■ **Problem to solve**: Transcribe the data that follows precisely, omitting nothing.

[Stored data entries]

##########

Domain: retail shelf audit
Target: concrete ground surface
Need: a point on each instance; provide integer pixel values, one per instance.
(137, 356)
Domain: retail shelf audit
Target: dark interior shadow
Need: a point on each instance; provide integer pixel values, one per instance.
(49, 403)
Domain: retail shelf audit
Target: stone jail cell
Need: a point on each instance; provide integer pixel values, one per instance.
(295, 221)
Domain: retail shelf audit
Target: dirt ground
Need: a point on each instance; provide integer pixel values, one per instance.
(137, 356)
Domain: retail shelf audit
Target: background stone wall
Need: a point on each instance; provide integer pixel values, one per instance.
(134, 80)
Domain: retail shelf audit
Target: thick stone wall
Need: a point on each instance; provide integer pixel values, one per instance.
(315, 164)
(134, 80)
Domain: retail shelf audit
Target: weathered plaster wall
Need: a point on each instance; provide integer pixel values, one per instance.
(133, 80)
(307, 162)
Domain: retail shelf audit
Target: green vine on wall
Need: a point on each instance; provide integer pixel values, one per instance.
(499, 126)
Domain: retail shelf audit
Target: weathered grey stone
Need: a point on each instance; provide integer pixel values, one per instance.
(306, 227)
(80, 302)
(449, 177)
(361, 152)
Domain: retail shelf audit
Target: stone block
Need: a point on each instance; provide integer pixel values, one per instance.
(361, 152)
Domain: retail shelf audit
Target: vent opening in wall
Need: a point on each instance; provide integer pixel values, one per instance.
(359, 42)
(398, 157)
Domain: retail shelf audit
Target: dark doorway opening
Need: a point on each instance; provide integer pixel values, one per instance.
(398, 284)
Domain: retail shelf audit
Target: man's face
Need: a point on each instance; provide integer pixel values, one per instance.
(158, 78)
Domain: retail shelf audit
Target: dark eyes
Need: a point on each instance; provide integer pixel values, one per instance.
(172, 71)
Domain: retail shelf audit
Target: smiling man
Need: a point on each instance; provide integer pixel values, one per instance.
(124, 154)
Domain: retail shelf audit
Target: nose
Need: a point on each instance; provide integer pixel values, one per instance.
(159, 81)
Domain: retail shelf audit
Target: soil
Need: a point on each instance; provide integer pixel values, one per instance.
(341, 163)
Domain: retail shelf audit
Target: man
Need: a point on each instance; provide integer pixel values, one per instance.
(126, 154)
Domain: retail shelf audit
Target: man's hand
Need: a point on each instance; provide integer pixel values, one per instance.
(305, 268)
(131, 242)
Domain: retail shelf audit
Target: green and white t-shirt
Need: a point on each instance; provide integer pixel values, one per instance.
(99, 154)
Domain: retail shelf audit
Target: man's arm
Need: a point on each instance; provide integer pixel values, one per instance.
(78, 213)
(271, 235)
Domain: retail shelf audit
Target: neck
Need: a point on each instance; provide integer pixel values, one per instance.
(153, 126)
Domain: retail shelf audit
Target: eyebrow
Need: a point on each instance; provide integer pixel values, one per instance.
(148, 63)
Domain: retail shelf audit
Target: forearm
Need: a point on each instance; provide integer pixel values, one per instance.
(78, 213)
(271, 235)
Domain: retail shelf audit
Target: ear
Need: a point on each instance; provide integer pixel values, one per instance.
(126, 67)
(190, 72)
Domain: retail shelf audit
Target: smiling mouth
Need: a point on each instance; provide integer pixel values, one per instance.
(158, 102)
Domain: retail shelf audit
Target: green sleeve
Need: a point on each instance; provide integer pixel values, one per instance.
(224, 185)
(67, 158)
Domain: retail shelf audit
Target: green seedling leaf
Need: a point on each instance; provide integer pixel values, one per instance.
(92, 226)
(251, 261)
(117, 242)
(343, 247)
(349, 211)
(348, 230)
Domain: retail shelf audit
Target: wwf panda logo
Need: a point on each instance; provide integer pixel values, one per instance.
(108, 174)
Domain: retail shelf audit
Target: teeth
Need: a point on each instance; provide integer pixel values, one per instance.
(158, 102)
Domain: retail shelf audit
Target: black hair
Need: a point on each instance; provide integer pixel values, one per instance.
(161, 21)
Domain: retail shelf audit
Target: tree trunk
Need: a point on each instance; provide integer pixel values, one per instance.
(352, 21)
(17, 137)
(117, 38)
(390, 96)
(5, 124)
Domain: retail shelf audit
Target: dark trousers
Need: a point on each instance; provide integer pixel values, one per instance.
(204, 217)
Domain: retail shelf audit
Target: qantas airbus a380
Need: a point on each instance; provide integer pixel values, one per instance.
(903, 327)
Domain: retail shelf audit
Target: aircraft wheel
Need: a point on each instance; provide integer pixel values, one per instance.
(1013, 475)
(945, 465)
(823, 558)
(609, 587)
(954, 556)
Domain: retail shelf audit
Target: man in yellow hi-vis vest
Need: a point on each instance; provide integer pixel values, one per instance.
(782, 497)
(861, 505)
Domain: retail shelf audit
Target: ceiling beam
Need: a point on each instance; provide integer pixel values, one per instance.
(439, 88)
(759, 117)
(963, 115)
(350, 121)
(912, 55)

##########

■ **The output**:
Domain: retail shelf audit
Target: concrete ground surface
Need: a point on each instance; provide integer pixel values, one per instance.
(137, 356)
Domain: retail shelf audit
Target: dark interior shadow
Need: a point on each instance; provide integer pixel values, one per instance.
(49, 403)
Domain: retail shelf audit
Target: stone jail cell
Need: a point on each instance; provide integer pixel values, one per instance.
(295, 221)
Domain: retail shelf audit
Target: dirt ground
Need: a point on each instance; provide integer pixel values, one per instance.
(137, 356)
Domain: retail shelf audit
Target: background stone wall
Need: a point on each instance; provide integer pixel values, one per instance.
(134, 80)
Domain: retail shelf audit
Target: thick stone wall
Need: a point on each instance; provide integer pixel values, one per instance.
(315, 164)
(134, 80)
Domain: retail shelf audit
Target: weathered plaster wall
Need: a point on each instance; provide integer pixel values, one per instance.
(133, 80)
(307, 162)
Domain: retail shelf audit
Target: green vine on wall
Need: a point on each instance; provide integer pixel values, one per instance.
(499, 126)
Domain: retail shelf audit
Target: weathered grey stone
Need: a point on each instance; provide integer pixel values, one per instance.
(306, 227)
(80, 302)
(449, 177)
(361, 152)
Domain: retail shelf audit
Target: stone block
Need: a point on each instance; provide integer pixel values, one per instance.
(361, 152)
Domain: retail shelf audit
Target: vent opening in wall
Need: a point on each instance; provide integer pixel values, one per instance.
(359, 42)
(398, 157)
Domain: retail shelf audit
Target: dark doorway opening
Need: a point on each instance; provide integer pixel values, one per instance.
(398, 284)
Domain: retail shelf audit
Target: man's face
Need: a point on each instance; provide integer pixel values, one per instance.
(158, 78)
Domain: retail shelf audit
Target: dark eyes
Need: a point on each instance; provide integer pixel values, one per instance.
(172, 71)
Domain: retail shelf audit
Target: smiling man
Need: a point on each instance; provide integer pixel values, one per instance.
(124, 154)
Domain: retail shelf audit
Target: nose
Need: a point on each instance; provide integer pixel values, one per instance.
(159, 81)
Domain: retail shelf audit
Target: soil
Need: a point on each instance; provide integer pixel values, one per instance.
(341, 163)
Domain: retail shelf audit
Target: man
Need: a point on each instance; provide integer pixel values, one per instance.
(126, 154)
Domain: retail shelf audit
Target: man's hand
Need: a point on each instance; provide integer pixel values, one per instance.
(305, 268)
(131, 242)
Domain: retail shelf audit
Target: green and white t-shirt
Need: a point on each instance; provide integer pixel values, one per instance.
(99, 154)
Domain: retail shelf audit
Target: man's arm
Need: a point on each instance; provide integer pixel values, one per instance.
(78, 213)
(271, 235)
Domain: retail shelf audit
Target: neck
Need: a point on each instance; provide integer pixel values, one per instance.
(153, 126)
Domain: retail shelf audit
Target: eyebrow
Need: a point on each instance; provide integer pixel values, one per instance.
(148, 63)
Domain: retail shelf audit
Target: forearm
Need: a point on each instance; provide integer pixel values, one per instance.
(78, 213)
(271, 235)
Domain: retail shelf audit
Target: ear
Need: a point on each instance; provide integer pixel values, one per instance.
(126, 67)
(190, 72)
Domain: retail shelf audit
Target: smiling mouth
Need: a point on each instance; provide integer pixel values, one per instance.
(158, 102)
Domain: retail shelf audit
Target: green sleeve
Need: a point on each instance; provide integer pixel values, one per instance.
(224, 185)
(67, 158)
Domain: retail shelf audit
Target: green seedling leaf
Need: a point on each instance; provide integer pixel values, one per instance.
(92, 226)
(251, 261)
(117, 242)
(343, 247)
(349, 211)
(348, 230)
Domain: retail shelf audit
Target: wwf panda logo
Need: a point on each instance; provide integer pixel values, one per instance.
(108, 174)
Domain: retail shelf audit
Target: teeth
Need: a point on each instance; provide integer pixel values, one per instance.
(158, 102)
Domain: retail shelf audit
Target: black hair
Need: a point on each instance; provide integer pixel values, one per instance.
(161, 21)
Domain: retail shelf audit
Target: tree trunk
Need: a point on each instance; provide integer pixel values, one per instance.
(352, 21)
(17, 137)
(117, 38)
(390, 96)
(5, 124)
Domain: retail shelf audit
Target: dark trousers
Need: a point on each instance; provide integer pixel values, one per instance.
(204, 217)
Domain: retail shelf audit
Target: qantas airbus a380
Need: a point on each instance; provide integer pixel values, one per instance.
(903, 327)
Domain: retail shelf audit
Target: aircraft wheel
Need: a point on each instance; provide integer pixel values, one per instance.
(1013, 475)
(945, 465)
(823, 558)
(609, 587)
(954, 556)
Domain: retail shelf audit
Target: man in yellow hi-vis vest
Need: a point on each instance; provide integer pixel values, one per instance.
(782, 497)
(861, 505)
Domain: retail shelf audit
Target: ceiling beam
Need: a point on each instance; provide integer pixel values, one per instance.
(439, 88)
(759, 117)
(963, 115)
(350, 121)
(912, 55)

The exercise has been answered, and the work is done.